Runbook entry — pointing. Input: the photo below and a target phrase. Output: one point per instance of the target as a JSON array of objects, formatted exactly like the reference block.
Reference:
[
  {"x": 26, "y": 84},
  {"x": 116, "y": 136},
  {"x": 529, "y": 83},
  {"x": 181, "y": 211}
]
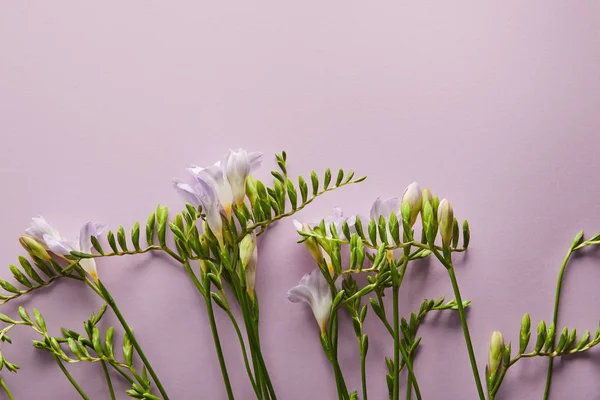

+++

## Exercise goal
Text only, no pictures: copy every entry exactly.

## Result of the task
Runbook entry — pointing. Input: the photo below and a target phrase. Output: one point per instance of the target as a JSON array of objects, formatted exactly like the reference block.
Reference:
[
  {"x": 26, "y": 84},
  {"x": 116, "y": 136},
  {"x": 529, "y": 83},
  {"x": 181, "y": 211}
]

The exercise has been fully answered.